-------- TEXT EXCERPT

Two questions are presented by these facts, namely: Did the accident arise out of the employment, and, if so, was it in the course of the employment? Both must be answered in the affirmative to warrant the

award. Bryant v. Fissell, 84 N. J. Law, 72, 86 Atl. 458. Hulley v. Moosbrugger, 88 N. J. Law, 61, 95 Atl. 1007, L. R. A. 1916C, 1203. The learned common pleas judge resolved both these questions in the affirmative, but in this respect, so far as his decision was a conclusion of law from established facts, it was subject to review in the Supreme Court, and the affirming judgment of that court is subject to review on appeal here. Bryant v. Fissell, supra; Hulley v. Moosbrugger, supra.

1. Did the accident arise out of the employment? This would ordinarily depend upon whether what the assistant foreman, Sabo, did at 5:30 in the morning, when he ascended the stairs outside another building and threw the brick on the iron roof under which Leo was sleeping, was reasonably within the scope of his employment to keep the men at their work, or whether it was a bit of "horse play," quite outside the confines of that employment. Hulley v. Moosbrugger, supra; Mountain Ice Co. v. McNeil, 91 N. J. Law, 528, 103 Atl. 184, L. R. A. 1918E, 494. The Supreme Court seems to have taken the view that, because Sabo as assistant foreman, was the immediate superior in authority over Leo, the doctrine of the foregoing cases does not apply. Without expressing any opinion upon this view in its application to cases where the accident occurred because the superior performed a duty which he was employed to perform in a way not reasonably contemplated by his employer, it seems to us quite clear that, where the act causing the injury was not only without the contemplated method of performance, but was also entirely outside the scope of the employment itself, the doctrine has full application, irrespective of the fact that the one who caused the injury was superior in authority within the employment to the one who was injured. We think, therefore, that if Sabo, in throwing the brick, was not doing it in order to get Leo to return to his work, but was doing it simply as what seemed an innocent joke, to scare him and to have some fun with him, quite apart from his return to work, whether before or after it was time to quit, it was in all essential respects like the "horse play" in Hulley v. Moosbrugger, supra. or the assault as a result of "horse play" in Mountain Ice Co. v. McNeil, supra. If this were all there was in the case, it might be necessary to send it back for an express finding of fact upon this point; but our view upon the second point involved renders this unnecessary.

----------------

## CHALLENGES
- 1) In the court opinion, what object did Sabo throw onto the iron roof under which Leo was sleeping?
- 2) Transcribe the court opinion word for word from "award. Bryant v." to "supra; Hulley v. Moosbrugger, supra.".

-------- RECORD LIST

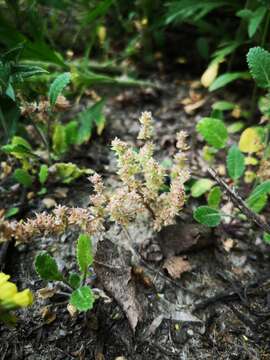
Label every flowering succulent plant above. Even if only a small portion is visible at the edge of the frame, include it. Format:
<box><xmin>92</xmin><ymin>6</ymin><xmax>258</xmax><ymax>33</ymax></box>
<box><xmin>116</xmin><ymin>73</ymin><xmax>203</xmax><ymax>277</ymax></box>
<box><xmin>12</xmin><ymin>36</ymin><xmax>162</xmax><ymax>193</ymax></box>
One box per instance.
<box><xmin>0</xmin><ymin>272</ymin><xmax>33</xmax><ymax>324</ymax></box>
<box><xmin>0</xmin><ymin>112</ymin><xmax>190</xmax><ymax>242</ymax></box>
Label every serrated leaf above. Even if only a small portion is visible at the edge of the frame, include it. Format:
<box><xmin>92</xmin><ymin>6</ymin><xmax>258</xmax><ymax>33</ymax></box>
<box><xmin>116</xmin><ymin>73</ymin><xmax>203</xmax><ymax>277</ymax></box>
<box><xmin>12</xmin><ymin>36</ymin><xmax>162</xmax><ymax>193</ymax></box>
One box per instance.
<box><xmin>238</xmin><ymin>128</ymin><xmax>263</xmax><ymax>153</ymax></box>
<box><xmin>70</xmin><ymin>286</ymin><xmax>95</xmax><ymax>311</ymax></box>
<box><xmin>193</xmin><ymin>206</ymin><xmax>221</xmax><ymax>227</ymax></box>
<box><xmin>226</xmin><ymin>145</ymin><xmax>245</xmax><ymax>180</ymax></box>
<box><xmin>191</xmin><ymin>179</ymin><xmax>214</xmax><ymax>198</ymax></box>
<box><xmin>13</xmin><ymin>169</ymin><xmax>33</xmax><ymax>188</ymax></box>
<box><xmin>196</xmin><ymin>118</ymin><xmax>228</xmax><ymax>149</ymax></box>
<box><xmin>247</xmin><ymin>46</ymin><xmax>270</xmax><ymax>88</ymax></box>
<box><xmin>212</xmin><ymin>100</ymin><xmax>235</xmax><ymax>111</ymax></box>
<box><xmin>246</xmin><ymin>180</ymin><xmax>270</xmax><ymax>213</ymax></box>
<box><xmin>248</xmin><ymin>6</ymin><xmax>267</xmax><ymax>38</ymax></box>
<box><xmin>52</xmin><ymin>124</ymin><xmax>68</xmax><ymax>155</ymax></box>
<box><xmin>68</xmin><ymin>272</ymin><xmax>81</xmax><ymax>289</ymax></box>
<box><xmin>77</xmin><ymin>234</ymin><xmax>93</xmax><ymax>274</ymax></box>
<box><xmin>209</xmin><ymin>71</ymin><xmax>250</xmax><ymax>91</ymax></box>
<box><xmin>35</xmin><ymin>251</ymin><xmax>63</xmax><ymax>281</ymax></box>
<box><xmin>207</xmin><ymin>186</ymin><xmax>222</xmax><ymax>209</ymax></box>
<box><xmin>38</xmin><ymin>164</ymin><xmax>49</xmax><ymax>185</ymax></box>
<box><xmin>49</xmin><ymin>72</ymin><xmax>71</xmax><ymax>106</ymax></box>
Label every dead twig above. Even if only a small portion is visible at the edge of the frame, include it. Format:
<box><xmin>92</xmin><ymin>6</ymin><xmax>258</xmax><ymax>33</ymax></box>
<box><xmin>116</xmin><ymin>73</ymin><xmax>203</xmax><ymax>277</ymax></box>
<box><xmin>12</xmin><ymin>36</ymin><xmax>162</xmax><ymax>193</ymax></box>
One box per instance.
<box><xmin>207</xmin><ymin>168</ymin><xmax>270</xmax><ymax>233</ymax></box>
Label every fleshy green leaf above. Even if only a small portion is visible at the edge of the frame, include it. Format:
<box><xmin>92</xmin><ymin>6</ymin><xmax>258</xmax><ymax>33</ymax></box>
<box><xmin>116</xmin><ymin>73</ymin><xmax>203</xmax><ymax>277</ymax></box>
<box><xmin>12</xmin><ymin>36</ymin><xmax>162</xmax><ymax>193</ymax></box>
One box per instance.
<box><xmin>52</xmin><ymin>124</ymin><xmax>68</xmax><ymax>155</ymax></box>
<box><xmin>196</xmin><ymin>118</ymin><xmax>228</xmax><ymax>149</ymax></box>
<box><xmin>70</xmin><ymin>286</ymin><xmax>95</xmax><ymax>311</ymax></box>
<box><xmin>246</xmin><ymin>180</ymin><xmax>270</xmax><ymax>213</ymax></box>
<box><xmin>193</xmin><ymin>206</ymin><xmax>221</xmax><ymax>227</ymax></box>
<box><xmin>209</xmin><ymin>71</ymin><xmax>250</xmax><ymax>91</ymax></box>
<box><xmin>191</xmin><ymin>179</ymin><xmax>214</xmax><ymax>198</ymax></box>
<box><xmin>49</xmin><ymin>72</ymin><xmax>71</xmax><ymax>106</ymax></box>
<box><xmin>35</xmin><ymin>251</ymin><xmax>63</xmax><ymax>281</ymax></box>
<box><xmin>68</xmin><ymin>272</ymin><xmax>81</xmax><ymax>289</ymax></box>
<box><xmin>38</xmin><ymin>164</ymin><xmax>49</xmax><ymax>185</ymax></box>
<box><xmin>247</xmin><ymin>46</ymin><xmax>270</xmax><ymax>88</ymax></box>
<box><xmin>207</xmin><ymin>186</ymin><xmax>222</xmax><ymax>209</ymax></box>
<box><xmin>226</xmin><ymin>145</ymin><xmax>245</xmax><ymax>180</ymax></box>
<box><xmin>77</xmin><ymin>234</ymin><xmax>93</xmax><ymax>274</ymax></box>
<box><xmin>13</xmin><ymin>169</ymin><xmax>33</xmax><ymax>188</ymax></box>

----------------

## RESPONSES PER TASK
- 1) A brick.

- 2)
award. Bryant v. Fissell, 84 N. J. Law, 72, 86 Atl. 458. Hulley v. Moosbrugger, 88 N. J. Law, 61, 95 Atl. 1007, L. R. A. 1916C, 1203. The learned common pleas judge resolved both these questions in the affirmative, but in this respect, so far as his decision was a conclusion of law from established facts, it was subject to review in the Supreme Court, and the affirming judgment of that court is subject to review on appeal here. Bryant v. Fissell, supra; Hulley v. Moosbrugger, supra.